**Work request A**
In the NASA bed rest study text, which university's researchers carried out the study?
**Work request B**
Please copy the part of the NASA bed rest study text from "Short but intense" to "someday to Mars.".
:: Text segment ::
Short but intense sessions of exercise may help women on bed rest stay strong and recuperate more quickly, according to a NASA funded study by researchers at Ball State University, Muncie, Ind. The findings of the first comprehensive bed rest study focusing exclusively on women will help NASA develop more effective countermeasures to mitigate strength and muscle loss in female astronauts on long-duration missions to the International Space Station and, perhaps, someday to Mars.
It also may have implications for women on Earth confined to bed rest because of illness, injury or pregnancy.
"With NASA astronaut Peggy Whitson commanding the International Space Station now and astronaut Pam Melroy commanding the last space shuttle mission, we're reminded daily that women make up an important segment of our astronaut corps and are taking on more and more leadership roles," said Carl Walz, a former long-duration astronaut and head of NASA's advanced capabilities division in the agency's Exploration Systems Mission Directorate, Washington. "It's important that we look at how space travel -- microgravity, radiation, and other factors -- affects women and men differently."
:::
:: Material provided ::
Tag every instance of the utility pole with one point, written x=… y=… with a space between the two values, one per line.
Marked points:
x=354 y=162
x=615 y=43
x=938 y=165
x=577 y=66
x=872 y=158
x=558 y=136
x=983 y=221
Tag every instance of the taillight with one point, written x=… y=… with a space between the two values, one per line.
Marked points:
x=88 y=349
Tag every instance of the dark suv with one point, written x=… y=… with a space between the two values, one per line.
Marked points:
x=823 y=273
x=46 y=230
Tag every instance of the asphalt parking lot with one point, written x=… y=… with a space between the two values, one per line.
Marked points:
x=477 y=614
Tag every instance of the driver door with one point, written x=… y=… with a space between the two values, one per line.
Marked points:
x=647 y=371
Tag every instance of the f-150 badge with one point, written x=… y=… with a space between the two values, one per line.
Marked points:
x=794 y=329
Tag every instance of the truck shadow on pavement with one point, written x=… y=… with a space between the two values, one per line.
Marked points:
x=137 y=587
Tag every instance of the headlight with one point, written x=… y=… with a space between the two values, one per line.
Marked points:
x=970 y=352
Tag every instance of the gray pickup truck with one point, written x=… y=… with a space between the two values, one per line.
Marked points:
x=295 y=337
:::
:: Material provided ::
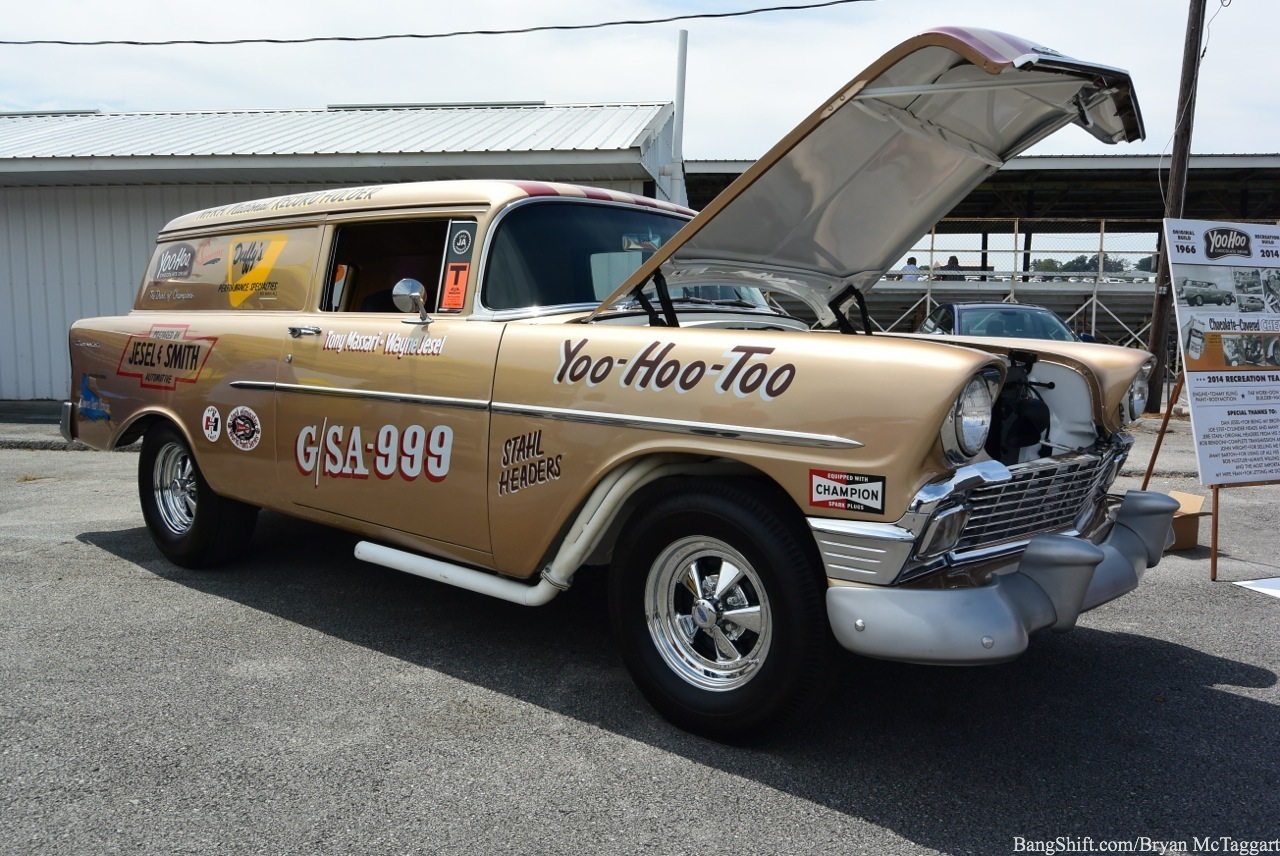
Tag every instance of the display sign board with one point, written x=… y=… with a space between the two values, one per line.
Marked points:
:::
**Final answer A**
Ball State University, Muncie, Ind.

**Final answer B**
Short but intense sessions of exercise may help women on bed rest stay strong and recuperate more quickly, according to a NASA funded study by researchers at Ball State University, Muncie, Ind. The findings of the first comprehensive bed rest study focusing exclusively on women will help NASA develop more effective countermeasures to mitigate strength and muscle loss in female astronauts on long-duration missions to the International Space Station and, perhaps, someday to Mars.